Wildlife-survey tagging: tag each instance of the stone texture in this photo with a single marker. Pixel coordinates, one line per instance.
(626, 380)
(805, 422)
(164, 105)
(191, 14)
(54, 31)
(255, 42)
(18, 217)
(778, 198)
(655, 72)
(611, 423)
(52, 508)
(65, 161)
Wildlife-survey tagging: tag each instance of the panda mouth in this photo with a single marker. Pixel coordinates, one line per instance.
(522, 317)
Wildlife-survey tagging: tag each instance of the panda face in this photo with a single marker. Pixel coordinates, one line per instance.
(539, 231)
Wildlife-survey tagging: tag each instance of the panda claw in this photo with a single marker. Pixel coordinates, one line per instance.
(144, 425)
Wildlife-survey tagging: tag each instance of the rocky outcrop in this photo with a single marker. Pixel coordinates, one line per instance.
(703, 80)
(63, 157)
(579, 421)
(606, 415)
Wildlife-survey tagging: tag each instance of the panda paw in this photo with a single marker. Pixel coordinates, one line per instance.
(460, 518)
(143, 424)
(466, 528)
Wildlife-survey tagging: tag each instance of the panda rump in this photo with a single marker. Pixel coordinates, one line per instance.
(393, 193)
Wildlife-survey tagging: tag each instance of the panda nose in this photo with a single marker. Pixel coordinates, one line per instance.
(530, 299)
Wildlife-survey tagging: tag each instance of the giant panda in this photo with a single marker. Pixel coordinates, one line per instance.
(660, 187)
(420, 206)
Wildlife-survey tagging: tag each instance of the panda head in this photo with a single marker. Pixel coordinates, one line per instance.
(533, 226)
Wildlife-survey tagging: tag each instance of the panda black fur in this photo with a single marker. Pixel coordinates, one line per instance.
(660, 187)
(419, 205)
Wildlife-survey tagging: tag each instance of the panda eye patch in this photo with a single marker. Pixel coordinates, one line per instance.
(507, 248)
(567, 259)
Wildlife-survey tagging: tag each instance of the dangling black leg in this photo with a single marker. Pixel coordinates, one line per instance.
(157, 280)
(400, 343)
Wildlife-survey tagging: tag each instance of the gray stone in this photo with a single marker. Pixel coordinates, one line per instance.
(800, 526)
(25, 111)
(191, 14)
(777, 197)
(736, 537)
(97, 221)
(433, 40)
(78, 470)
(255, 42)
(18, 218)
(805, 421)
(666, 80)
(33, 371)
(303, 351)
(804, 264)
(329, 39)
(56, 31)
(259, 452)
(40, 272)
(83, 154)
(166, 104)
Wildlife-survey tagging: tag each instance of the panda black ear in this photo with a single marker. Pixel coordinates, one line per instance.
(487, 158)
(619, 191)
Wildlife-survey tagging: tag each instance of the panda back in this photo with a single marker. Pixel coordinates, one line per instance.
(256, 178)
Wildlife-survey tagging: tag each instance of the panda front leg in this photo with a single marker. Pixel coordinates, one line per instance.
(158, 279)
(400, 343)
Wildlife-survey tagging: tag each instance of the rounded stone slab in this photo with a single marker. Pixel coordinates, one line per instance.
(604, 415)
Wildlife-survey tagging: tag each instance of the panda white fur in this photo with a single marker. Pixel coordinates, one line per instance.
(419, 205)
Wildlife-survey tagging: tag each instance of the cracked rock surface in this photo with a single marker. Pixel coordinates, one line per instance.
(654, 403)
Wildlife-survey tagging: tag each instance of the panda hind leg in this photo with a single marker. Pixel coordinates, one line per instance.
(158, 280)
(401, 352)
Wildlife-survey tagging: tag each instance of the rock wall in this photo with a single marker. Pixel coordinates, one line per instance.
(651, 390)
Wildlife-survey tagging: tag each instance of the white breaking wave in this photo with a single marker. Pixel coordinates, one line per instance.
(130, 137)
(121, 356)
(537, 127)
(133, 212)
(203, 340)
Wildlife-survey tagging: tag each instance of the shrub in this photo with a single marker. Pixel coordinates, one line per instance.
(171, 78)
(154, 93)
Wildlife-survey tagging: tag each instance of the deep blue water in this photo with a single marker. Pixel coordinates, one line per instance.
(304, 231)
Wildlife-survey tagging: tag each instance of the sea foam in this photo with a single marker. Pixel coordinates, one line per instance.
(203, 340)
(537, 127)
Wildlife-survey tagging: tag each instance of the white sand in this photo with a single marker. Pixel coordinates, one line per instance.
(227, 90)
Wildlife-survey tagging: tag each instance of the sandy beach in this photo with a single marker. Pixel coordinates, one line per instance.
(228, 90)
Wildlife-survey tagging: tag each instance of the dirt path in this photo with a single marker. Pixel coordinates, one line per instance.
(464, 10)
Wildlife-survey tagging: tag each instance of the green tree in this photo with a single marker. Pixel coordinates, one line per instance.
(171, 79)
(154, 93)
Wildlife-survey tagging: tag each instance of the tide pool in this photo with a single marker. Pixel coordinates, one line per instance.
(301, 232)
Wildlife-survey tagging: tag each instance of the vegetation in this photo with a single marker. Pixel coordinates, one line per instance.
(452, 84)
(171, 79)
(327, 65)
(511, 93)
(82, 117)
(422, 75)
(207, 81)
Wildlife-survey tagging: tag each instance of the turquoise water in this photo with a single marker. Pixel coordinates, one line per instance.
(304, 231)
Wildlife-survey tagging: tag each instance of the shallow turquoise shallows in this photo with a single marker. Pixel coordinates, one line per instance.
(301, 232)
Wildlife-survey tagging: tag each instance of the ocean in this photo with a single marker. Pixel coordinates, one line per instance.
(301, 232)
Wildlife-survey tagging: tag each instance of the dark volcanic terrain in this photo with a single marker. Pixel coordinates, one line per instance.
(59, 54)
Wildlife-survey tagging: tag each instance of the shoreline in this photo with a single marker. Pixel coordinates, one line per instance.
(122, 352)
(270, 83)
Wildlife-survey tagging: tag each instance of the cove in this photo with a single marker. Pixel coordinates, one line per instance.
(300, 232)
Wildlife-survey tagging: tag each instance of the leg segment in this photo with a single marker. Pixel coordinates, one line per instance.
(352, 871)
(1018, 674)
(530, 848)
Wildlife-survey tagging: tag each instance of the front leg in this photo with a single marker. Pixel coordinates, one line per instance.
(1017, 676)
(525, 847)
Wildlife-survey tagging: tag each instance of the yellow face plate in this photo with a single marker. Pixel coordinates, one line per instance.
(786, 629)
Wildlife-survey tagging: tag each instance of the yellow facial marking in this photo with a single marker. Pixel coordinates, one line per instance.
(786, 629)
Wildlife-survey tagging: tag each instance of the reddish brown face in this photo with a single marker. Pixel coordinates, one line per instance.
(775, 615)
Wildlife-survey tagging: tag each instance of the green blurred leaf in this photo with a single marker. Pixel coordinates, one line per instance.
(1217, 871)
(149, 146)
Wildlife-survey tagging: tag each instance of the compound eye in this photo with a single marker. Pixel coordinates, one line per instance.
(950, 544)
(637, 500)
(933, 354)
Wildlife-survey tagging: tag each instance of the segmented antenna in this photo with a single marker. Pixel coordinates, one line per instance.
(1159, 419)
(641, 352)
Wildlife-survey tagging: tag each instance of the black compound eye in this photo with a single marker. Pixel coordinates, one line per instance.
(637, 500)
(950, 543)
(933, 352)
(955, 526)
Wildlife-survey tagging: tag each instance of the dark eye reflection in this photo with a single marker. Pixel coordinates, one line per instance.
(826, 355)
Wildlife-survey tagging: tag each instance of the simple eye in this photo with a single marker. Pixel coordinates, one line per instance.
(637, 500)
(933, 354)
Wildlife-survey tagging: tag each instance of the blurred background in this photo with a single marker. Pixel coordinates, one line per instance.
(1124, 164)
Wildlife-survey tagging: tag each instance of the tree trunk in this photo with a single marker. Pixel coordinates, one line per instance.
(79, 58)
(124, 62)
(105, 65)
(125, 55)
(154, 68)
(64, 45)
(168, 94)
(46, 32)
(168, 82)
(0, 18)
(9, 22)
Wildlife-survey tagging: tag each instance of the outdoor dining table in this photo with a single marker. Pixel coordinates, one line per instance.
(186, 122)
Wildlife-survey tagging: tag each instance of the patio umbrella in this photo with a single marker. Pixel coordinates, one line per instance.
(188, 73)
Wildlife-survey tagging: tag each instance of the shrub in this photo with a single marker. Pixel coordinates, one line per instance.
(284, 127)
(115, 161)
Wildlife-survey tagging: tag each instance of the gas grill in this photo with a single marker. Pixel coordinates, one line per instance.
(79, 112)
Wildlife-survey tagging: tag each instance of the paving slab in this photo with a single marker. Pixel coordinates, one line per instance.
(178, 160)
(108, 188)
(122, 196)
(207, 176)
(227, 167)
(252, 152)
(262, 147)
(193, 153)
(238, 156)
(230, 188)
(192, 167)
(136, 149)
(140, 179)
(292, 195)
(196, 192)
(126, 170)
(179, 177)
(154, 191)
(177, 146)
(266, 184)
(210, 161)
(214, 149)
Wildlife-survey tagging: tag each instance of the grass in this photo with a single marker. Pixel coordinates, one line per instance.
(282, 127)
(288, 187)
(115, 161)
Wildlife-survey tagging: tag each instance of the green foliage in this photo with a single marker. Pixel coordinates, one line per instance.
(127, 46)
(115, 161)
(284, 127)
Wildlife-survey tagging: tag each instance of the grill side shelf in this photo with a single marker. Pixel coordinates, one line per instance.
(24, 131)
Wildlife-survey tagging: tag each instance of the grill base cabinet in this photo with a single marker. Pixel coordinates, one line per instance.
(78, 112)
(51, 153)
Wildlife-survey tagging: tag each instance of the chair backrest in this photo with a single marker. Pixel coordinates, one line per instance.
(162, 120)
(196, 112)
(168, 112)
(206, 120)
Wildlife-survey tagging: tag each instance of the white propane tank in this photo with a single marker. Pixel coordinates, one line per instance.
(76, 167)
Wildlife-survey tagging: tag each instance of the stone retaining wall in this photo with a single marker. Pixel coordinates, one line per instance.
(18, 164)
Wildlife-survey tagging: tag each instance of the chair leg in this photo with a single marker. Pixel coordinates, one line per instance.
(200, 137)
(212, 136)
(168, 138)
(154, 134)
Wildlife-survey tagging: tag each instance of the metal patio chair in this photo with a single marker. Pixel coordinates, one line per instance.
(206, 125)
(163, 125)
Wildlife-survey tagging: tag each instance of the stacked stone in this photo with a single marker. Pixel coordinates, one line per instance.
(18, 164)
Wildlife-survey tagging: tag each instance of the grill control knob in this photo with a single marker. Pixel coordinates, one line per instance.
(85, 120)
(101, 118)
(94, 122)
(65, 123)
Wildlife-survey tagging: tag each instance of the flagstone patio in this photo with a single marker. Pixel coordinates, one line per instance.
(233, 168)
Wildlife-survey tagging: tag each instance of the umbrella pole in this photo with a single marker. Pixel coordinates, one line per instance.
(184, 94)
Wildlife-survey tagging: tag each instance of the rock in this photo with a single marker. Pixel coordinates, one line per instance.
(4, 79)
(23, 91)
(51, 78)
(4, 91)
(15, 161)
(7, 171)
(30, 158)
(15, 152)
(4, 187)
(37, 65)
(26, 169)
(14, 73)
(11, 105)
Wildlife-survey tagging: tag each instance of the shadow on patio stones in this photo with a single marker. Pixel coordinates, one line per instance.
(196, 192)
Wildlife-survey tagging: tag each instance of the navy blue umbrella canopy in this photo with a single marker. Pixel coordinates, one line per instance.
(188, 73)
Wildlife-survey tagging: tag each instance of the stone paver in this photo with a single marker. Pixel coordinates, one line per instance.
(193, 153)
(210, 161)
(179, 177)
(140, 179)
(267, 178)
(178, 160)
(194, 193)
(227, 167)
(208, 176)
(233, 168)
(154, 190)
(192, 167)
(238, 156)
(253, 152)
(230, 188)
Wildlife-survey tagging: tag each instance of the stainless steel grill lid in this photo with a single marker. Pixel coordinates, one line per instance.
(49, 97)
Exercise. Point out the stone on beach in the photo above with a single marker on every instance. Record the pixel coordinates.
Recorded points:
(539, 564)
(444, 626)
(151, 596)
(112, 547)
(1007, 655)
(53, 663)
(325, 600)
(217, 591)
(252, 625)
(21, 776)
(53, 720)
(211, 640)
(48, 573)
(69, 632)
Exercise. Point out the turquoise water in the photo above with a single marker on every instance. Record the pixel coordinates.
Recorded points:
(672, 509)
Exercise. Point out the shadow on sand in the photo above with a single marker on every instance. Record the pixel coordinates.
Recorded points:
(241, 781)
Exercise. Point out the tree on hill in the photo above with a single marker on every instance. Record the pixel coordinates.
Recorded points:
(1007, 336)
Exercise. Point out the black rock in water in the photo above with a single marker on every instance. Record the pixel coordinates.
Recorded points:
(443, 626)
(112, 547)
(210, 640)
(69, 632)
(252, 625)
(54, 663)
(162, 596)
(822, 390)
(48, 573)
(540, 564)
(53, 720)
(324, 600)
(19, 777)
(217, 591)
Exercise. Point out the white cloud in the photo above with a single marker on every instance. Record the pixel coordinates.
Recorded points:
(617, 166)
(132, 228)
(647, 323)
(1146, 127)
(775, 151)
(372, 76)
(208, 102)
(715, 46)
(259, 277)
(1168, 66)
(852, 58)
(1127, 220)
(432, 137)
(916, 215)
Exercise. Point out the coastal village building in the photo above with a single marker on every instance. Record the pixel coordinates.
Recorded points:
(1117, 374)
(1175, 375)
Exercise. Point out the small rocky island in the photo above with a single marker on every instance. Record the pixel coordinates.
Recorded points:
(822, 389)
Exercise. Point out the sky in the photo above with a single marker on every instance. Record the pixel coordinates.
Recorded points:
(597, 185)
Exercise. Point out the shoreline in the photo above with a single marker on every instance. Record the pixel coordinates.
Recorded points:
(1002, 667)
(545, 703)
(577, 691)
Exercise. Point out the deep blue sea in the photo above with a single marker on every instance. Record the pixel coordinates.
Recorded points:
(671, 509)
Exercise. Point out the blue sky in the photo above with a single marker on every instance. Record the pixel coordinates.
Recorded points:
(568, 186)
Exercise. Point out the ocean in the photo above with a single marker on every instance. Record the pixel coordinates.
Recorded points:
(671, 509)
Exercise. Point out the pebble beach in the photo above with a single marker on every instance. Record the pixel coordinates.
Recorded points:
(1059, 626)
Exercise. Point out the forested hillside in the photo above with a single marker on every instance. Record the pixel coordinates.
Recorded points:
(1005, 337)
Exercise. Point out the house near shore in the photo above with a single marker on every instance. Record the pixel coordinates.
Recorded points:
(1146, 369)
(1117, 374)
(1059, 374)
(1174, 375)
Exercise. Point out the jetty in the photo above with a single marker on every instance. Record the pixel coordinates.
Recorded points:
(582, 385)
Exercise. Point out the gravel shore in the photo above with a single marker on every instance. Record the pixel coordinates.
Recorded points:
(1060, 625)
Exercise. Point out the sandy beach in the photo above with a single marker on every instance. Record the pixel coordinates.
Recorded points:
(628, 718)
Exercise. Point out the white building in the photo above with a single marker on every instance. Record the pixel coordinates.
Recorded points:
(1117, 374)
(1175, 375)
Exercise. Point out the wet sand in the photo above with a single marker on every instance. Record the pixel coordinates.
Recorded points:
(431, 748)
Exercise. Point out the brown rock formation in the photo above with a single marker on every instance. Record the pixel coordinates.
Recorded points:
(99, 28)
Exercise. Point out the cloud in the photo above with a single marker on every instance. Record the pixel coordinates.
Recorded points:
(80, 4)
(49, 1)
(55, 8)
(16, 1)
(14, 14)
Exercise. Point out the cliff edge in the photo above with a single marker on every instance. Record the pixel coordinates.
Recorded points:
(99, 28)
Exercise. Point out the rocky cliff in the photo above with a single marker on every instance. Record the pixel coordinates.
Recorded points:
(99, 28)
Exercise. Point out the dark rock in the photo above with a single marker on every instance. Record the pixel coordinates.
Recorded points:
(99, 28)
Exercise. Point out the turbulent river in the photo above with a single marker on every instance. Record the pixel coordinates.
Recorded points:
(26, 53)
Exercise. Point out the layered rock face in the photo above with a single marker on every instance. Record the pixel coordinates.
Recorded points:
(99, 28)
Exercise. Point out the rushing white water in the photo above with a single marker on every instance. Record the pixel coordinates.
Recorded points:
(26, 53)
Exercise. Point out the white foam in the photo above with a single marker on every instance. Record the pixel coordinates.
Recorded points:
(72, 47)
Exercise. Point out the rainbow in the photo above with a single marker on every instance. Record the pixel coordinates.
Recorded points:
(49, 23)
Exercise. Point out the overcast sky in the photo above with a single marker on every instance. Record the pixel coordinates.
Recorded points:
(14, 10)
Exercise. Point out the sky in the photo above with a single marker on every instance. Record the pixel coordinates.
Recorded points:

◇ ◇ ◇ ◇ ◇

Nothing but the lines from the one with "Exercise. Point out the dark" through the end of the data above should be repeated, each exactly as it stands.

● **Exercise response**:
Exercise. Point out the dark rock in the photo above with a single marker on every instance. Record the pixel coordinates.
Recorded points:
(99, 28)
Exercise. Point out the turbulent river in the photo above with a single marker on every instance. Record the pixel coordinates.
Recorded points:
(26, 53)
Exercise. Point out the layered rock face in the photo above with a single marker on every instance. Record the pixel coordinates.
Recorded points:
(99, 28)
Exercise. Point out the rushing white water in the photo above with a single marker on every instance. Record the pixel coordinates.
Recorded points:
(26, 53)
Exercise. Point out the white foam in the photo above with a single marker on every instance. Record the pixel coordinates.
Recorded points:
(72, 47)
Exercise. Point out the rainbow in the photo above with a single marker on every instance. Record the pixel coordinates.
Recorded points:
(49, 23)
Exercise. Point out the overcast sky in the photo above with a single marker on every instance. Record the pixel coordinates.
Recorded points:
(14, 10)
Exercise. Point out the sky in the photo above with a single marker on every instance. Record the pixel coordinates.
Recorded points:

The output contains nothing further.